++++ SUPPLIED DATA ++++

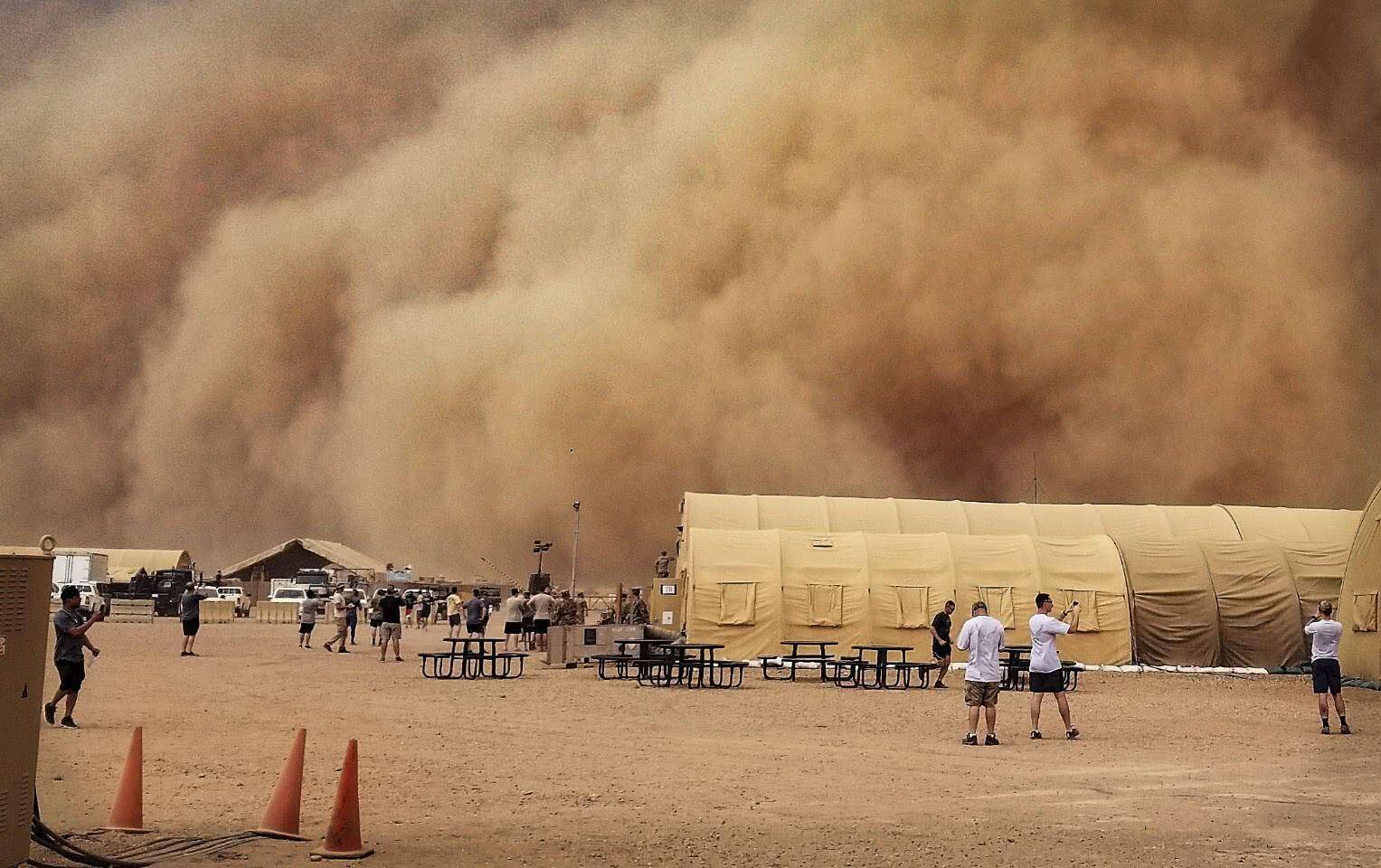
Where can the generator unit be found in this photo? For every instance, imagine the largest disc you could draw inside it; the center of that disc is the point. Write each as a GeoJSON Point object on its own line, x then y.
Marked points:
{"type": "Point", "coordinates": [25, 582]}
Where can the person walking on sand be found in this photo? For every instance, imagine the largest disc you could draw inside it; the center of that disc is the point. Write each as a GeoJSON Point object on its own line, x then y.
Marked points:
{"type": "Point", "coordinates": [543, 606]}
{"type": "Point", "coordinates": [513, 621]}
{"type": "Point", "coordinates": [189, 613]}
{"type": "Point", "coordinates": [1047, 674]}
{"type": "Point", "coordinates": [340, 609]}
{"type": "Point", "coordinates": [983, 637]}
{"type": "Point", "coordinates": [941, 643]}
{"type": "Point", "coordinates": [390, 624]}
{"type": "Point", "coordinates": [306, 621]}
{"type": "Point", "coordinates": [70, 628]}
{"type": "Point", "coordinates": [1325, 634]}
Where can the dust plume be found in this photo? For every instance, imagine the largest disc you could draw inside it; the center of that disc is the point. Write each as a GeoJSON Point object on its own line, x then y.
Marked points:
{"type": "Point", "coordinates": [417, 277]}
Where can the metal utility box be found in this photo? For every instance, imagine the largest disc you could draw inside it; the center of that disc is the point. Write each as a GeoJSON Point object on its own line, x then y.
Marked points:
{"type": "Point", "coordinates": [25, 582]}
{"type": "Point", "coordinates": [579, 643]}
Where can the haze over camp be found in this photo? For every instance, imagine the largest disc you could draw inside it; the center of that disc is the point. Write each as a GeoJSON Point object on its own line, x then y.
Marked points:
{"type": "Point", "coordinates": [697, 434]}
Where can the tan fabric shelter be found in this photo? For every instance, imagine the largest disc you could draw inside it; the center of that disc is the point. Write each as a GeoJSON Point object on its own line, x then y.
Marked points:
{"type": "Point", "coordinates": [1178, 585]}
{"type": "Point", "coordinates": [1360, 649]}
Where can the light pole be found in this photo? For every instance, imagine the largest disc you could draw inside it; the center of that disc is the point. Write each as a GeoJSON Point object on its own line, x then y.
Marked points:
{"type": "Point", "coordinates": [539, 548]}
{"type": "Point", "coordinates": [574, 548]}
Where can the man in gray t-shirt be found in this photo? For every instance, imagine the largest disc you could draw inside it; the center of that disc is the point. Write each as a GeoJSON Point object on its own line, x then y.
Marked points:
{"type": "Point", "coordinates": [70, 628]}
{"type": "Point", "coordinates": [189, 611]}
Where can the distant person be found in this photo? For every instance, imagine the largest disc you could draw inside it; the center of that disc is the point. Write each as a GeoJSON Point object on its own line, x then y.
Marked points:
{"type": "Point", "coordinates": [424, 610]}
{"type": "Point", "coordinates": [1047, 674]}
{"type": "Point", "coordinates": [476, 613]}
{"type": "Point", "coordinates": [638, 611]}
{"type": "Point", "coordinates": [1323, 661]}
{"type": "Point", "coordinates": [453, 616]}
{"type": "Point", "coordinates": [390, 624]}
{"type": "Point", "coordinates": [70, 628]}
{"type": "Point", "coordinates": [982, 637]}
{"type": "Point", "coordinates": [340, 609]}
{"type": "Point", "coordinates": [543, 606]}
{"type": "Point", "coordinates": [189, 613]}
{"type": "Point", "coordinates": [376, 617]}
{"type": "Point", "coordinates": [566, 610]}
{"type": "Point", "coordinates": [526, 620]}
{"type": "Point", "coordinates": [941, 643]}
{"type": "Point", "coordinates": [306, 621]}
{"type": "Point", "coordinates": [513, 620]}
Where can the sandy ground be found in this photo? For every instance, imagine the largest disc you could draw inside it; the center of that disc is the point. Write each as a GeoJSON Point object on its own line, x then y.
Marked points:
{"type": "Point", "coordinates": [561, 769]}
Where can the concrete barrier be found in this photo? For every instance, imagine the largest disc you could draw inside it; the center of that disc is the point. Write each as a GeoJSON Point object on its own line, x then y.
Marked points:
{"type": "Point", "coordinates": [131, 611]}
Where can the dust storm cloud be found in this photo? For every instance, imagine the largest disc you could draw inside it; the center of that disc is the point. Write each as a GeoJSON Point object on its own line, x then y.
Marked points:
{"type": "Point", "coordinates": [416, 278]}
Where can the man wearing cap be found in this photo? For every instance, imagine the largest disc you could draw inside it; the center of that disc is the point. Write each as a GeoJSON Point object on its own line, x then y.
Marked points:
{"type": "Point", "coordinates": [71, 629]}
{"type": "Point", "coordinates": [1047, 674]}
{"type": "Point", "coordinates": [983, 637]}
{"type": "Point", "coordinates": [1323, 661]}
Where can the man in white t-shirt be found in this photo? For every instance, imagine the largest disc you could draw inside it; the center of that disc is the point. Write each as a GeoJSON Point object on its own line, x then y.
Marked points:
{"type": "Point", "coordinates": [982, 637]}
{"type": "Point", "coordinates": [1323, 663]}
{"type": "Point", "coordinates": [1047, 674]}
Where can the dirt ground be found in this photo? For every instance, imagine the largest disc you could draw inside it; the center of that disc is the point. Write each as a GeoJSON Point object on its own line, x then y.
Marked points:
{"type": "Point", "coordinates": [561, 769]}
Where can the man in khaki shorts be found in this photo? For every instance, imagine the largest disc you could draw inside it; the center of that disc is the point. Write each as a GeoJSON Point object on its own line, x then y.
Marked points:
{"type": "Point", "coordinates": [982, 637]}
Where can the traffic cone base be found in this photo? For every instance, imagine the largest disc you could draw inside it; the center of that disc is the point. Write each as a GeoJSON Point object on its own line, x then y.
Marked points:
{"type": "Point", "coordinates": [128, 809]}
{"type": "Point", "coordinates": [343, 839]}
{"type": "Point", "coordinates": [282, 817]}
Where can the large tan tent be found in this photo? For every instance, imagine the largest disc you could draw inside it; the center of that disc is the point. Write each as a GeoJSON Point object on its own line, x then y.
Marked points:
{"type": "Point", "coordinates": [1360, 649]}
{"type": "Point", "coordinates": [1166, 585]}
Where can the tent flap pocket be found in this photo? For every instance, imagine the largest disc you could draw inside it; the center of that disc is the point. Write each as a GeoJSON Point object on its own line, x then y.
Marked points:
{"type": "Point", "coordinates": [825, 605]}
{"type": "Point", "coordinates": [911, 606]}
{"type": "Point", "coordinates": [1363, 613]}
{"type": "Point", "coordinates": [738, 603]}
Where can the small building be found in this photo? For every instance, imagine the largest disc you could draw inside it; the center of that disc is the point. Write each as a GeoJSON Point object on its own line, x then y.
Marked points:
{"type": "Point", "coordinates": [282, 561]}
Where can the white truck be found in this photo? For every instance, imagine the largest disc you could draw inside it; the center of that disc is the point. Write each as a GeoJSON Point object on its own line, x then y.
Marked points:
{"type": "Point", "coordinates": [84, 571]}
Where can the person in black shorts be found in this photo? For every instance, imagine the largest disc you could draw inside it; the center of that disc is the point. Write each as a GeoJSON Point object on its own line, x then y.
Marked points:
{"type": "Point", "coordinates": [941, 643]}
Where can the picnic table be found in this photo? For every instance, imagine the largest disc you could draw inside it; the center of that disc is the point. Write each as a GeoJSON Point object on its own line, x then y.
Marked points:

++++

◆ WHAT THE EXERCISE ASKS
Could you rewrite all of the material above as a numbered list, with no blank lines and with the pictures left out?

◆ OUTPUT FOR THIS TASK
1. Where can the generator unit be found in this photo? For every instance, imagine the largest disc you could draw inside it; the center of that disc is the point. Write each as a GeoJSON Point object on its own line, x then y.
2. Marked points:
3. {"type": "Point", "coordinates": [25, 582]}
4. Where can the person walking on sand be found in this photo? For every instance, imagine the largest disc you could draw inside it; the center of that disc is the point. Write each as a GeoJSON Point object on its own line, x then y.
5. Marked points:
6. {"type": "Point", "coordinates": [543, 606]}
7. {"type": "Point", "coordinates": [513, 621]}
8. {"type": "Point", "coordinates": [189, 613]}
9. {"type": "Point", "coordinates": [1047, 674]}
10. {"type": "Point", "coordinates": [340, 609]}
11. {"type": "Point", "coordinates": [983, 637]}
12. {"type": "Point", "coordinates": [941, 643]}
13. {"type": "Point", "coordinates": [390, 624]}
14. {"type": "Point", "coordinates": [306, 621]}
15. {"type": "Point", "coordinates": [70, 628]}
16. {"type": "Point", "coordinates": [1325, 634]}
17. Where can the dust plume be found in this photo? For every instance, imagine the largest disc you could draw inside it; the center of that disc is the point. Write each as a GeoJSON Point object on its own line, x then y.
18. Marked points:
19. {"type": "Point", "coordinates": [417, 277]}
20. Where can the metal utility box be found in this photo? For every instance, imagine the largest disc you could draw inside it; the center of that disc is the point. Write each as a GeoJSON Point object on its own line, x then y.
21. Marked points:
22. {"type": "Point", "coordinates": [25, 582]}
23. {"type": "Point", "coordinates": [579, 643]}
24. Where can the haze over camp be found in this photo? For every instance, imagine the largest disc you could draw inside it; the center of that disc is the point. Write each as a GeoJSON Point object on its own line, x then y.
25. Marked points:
26. {"type": "Point", "coordinates": [697, 434]}
27. Where can the tan fabric shelter be found in this photo? For every instance, imagine the largest disc you could draw inside it; the center of that disc is the point. Write each as a GeoJSON Point object on its own line, x then y.
28. Marked points:
29. {"type": "Point", "coordinates": [1178, 585]}
30. {"type": "Point", "coordinates": [1360, 649]}
31. Where can the light pole be found in this photo? For every instance, imagine the largest disc you could draw inside it; the center of that disc is the point. Write each as a GeoJSON Point object on its own line, x then y.
32. Marked points:
33. {"type": "Point", "coordinates": [539, 548]}
34. {"type": "Point", "coordinates": [574, 548]}
35. Where can the man in gray t-shirt be found in this photo? For every instance, imagine the largest disc you could draw inside it; the center of that disc is the point. Write each as a GeoJSON Point object on its own line, x then y.
36. Marked points:
37. {"type": "Point", "coordinates": [70, 628]}
38. {"type": "Point", "coordinates": [189, 611]}
39. Where can the distant person be found in this photo? For every instance, imagine the largest disc you could draw inside it; the center of that disc is the point. Write each as a GeoJSON Point object on its own line, x then y.
40. Marked points:
41. {"type": "Point", "coordinates": [424, 610]}
42. {"type": "Point", "coordinates": [1047, 674]}
43. {"type": "Point", "coordinates": [476, 613]}
44. {"type": "Point", "coordinates": [638, 611]}
45. {"type": "Point", "coordinates": [1323, 661]}
46. {"type": "Point", "coordinates": [453, 616]}
47. {"type": "Point", "coordinates": [390, 624]}
48. {"type": "Point", "coordinates": [70, 628]}
49. {"type": "Point", "coordinates": [982, 637]}
50. {"type": "Point", "coordinates": [340, 609]}
51. {"type": "Point", "coordinates": [543, 606]}
52. {"type": "Point", "coordinates": [189, 613]}
53. {"type": "Point", "coordinates": [376, 617]}
54. {"type": "Point", "coordinates": [566, 610]}
55. {"type": "Point", "coordinates": [526, 620]}
56. {"type": "Point", "coordinates": [941, 643]}
57. {"type": "Point", "coordinates": [306, 621]}
58. {"type": "Point", "coordinates": [513, 620]}
59. Where can the sandy ground be found in this photo? For every instance, imagine the largest disc you could draw inside it; the center of that disc is the point. Write each as a GeoJSON Point object on its own line, x then y.
60. Marked points:
61. {"type": "Point", "coordinates": [561, 769]}
62. Where can the concrete barrier be found in this photo? For every instance, imagine the largest disc you could draw inside it; the center of that disc is the point. Write each as a GeoJSON Point object on its own line, x then y.
63. Marked points:
64. {"type": "Point", "coordinates": [131, 611]}
65. Where can the dust storm cloud be found in this photo? For every instance, imagine the largest disc you could draw inside it; the center of that disc is the point. Write each as a GeoJSON Point object on its own line, x then y.
66. Marked points:
67. {"type": "Point", "coordinates": [416, 278]}
68. Where can the man wearing cap be found in this photo? For every instance, imagine the largest disc you could draw inside it; the center of that disc is the point. Write each as a GeoJSON Point object on its own line, x then y.
69. Marked points:
70. {"type": "Point", "coordinates": [71, 629]}
71. {"type": "Point", "coordinates": [1047, 674]}
72. {"type": "Point", "coordinates": [983, 637]}
73. {"type": "Point", "coordinates": [1323, 661]}
74. Where can the man in white t-shirt be found in this photo? For every instance, imagine the largest disc you could draw inside it; the center of that disc is the point. Write each as a GeoJSON Point object on its own line, x then y.
75. Marked points:
76. {"type": "Point", "coordinates": [982, 637]}
77. {"type": "Point", "coordinates": [1323, 663]}
78. {"type": "Point", "coordinates": [1047, 674]}
79. Where can the dirt ground be found in this photo? For every instance, imagine the largest disc you could draw inside it; the center of that disc is the point. Write each as a GeoJSON Point object on its own line, x then y.
80. Marked points:
81. {"type": "Point", "coordinates": [561, 769]}
82. Where can the man in khaki shorts be found in this photo? For every instance, imagine the largest disc you could draw inside it; the center of that disc is the point. Write each as a GeoJSON Point object on its own line, x then y.
83. Marked points:
84. {"type": "Point", "coordinates": [982, 637]}
85. Where can the traffic cone base be found in this photo? For every instance, imagine the largest disc you could draw inside it; the center of that disc is the point. Write each as a GeoJSON Point object on its own line, x then y.
86. Marked points:
87. {"type": "Point", "coordinates": [128, 809]}
88. {"type": "Point", "coordinates": [343, 839]}
89. {"type": "Point", "coordinates": [282, 817]}
90. Where can the large tan tent be found in this photo? For every instance, imagine the largest disc you could draw inside it; the center of that disc is the point. Write each as a GeoJSON Point object on its own line, x then y.
91. Marked points:
92. {"type": "Point", "coordinates": [1360, 649]}
93. {"type": "Point", "coordinates": [1166, 585]}
94. Where can the tent flap pocket be found in this photo? For every instance, imagine the largest disc you could draw inside it; the center of that disc is the point. Write each as a GeoJSON Point object on its own line, x then y.
95. Marked points:
96. {"type": "Point", "coordinates": [825, 605]}
97. {"type": "Point", "coordinates": [911, 606]}
98. {"type": "Point", "coordinates": [1363, 613]}
99. {"type": "Point", "coordinates": [738, 603]}
100. Where can the small building be found in this photo? For every instance, imagine the largest disc you could draw inside it; the center of that disc is the point. Write each as a GeoJSON Point object on its own line, x then y.
101. Marked points:
102. {"type": "Point", "coordinates": [282, 561]}
103. Where can the white truck be found in this photo? For every instance, imagine the largest disc you could draw inside it; the center of that disc is the point. Write each as a GeoJSON Point object on its own line, x then y.
104. Marked points:
105. {"type": "Point", "coordinates": [84, 571]}
106. Where can the person in black shorts be found in this photo? For every instance, imagine the largest disc you could draw inside it; the center of that disc is the point. Write each as a GeoJSON Point object on its own line, x then y.
107. Marked points:
108. {"type": "Point", "coordinates": [941, 643]}
109. Where can the picnic table be found in this photo? For every instance, imagine the largest disc you could draw inside it; the center of that disc is the point. Write each as a GeoJSON Point object on its own line, x then y.
110. Marked points:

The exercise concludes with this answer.